*** Opening of Task data ***
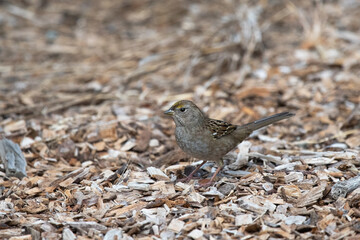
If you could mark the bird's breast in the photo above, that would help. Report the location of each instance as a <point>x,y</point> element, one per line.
<point>200,144</point>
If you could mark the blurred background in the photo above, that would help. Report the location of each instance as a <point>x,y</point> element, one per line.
<point>68,65</point>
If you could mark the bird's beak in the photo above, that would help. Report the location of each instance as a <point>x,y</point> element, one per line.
<point>169,112</point>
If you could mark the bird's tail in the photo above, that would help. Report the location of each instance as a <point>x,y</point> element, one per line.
<point>267,121</point>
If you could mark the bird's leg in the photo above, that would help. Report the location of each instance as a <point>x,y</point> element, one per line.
<point>211,180</point>
<point>188,178</point>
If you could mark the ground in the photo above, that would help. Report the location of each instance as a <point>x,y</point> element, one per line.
<point>83,87</point>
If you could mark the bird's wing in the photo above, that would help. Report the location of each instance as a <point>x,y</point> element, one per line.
<point>220,128</point>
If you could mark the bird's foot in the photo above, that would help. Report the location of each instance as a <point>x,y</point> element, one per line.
<point>185,180</point>
<point>205,183</point>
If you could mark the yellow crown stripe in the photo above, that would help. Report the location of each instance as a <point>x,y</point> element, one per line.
<point>178,104</point>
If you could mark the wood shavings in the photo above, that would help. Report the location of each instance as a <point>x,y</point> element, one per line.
<point>83,106</point>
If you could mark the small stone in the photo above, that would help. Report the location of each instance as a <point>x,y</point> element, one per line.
<point>26,142</point>
<point>195,234</point>
<point>268,186</point>
<point>154,143</point>
<point>68,234</point>
<point>176,225</point>
<point>243,219</point>
<point>114,234</point>
<point>294,177</point>
<point>298,220</point>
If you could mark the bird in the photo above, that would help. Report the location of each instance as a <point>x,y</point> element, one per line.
<point>209,139</point>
*** Close of Task data ***
Task instructions
Restate all entries exactly; pictures stay out.

Response box
If you could mark the bird's breast in the photo above, that would help. Report the location of each instance as a <point>x,y</point> element, one per line.
<point>200,144</point>
If you could mark the blurred background in the photo above, that would help. Report the location of each instance as a <point>x,y</point> element, one per line.
<point>68,65</point>
If you could mark the bird's beak in the photo above, that would help. Report the location of each instance as a <point>x,y</point> element, one per line.
<point>169,112</point>
If you could mark the bird's tail in the photo above, that would help. Report the location of each instance as a <point>x,y</point> element, one per line.
<point>267,121</point>
If you could mark the bird's leg in the photo above, that would help. Report the location of each instance as a <point>x,y</point> element, one per line.
<point>211,180</point>
<point>188,178</point>
If you could mark the ground in the photo above, that would help. Report the location of each instance as a <point>x,y</point> element, one per line.
<point>83,87</point>
If you could mark the bird's wing in the photo above, that would help. Report the location of each instance as a <point>x,y</point> element, one per line.
<point>220,128</point>
If you could mark the bird's foot in the photo above, that would help. Report the location of each instance as a <point>x,y</point> element, one per line.
<point>185,180</point>
<point>205,183</point>
If you could mark the yellow crown stripe in the photo above, that would help. Report the location of each instance as a <point>x,y</point> element, one per line.
<point>178,104</point>
If you could mark the wood shavings in the photo above, that would help. Report the location of each instance as a <point>x,y</point> element, one per line.
<point>83,106</point>
If you could mark the small stone in the photo above, that would help. Report the location of each instance as a <point>x,y</point> element, one per line.
<point>26,142</point>
<point>195,234</point>
<point>268,186</point>
<point>154,143</point>
<point>68,234</point>
<point>176,225</point>
<point>243,219</point>
<point>114,234</point>
<point>294,177</point>
<point>298,220</point>
If you could mark the bird in the photo above, that would help. Report the location of each instance as a <point>x,y</point> element, one per line.
<point>209,139</point>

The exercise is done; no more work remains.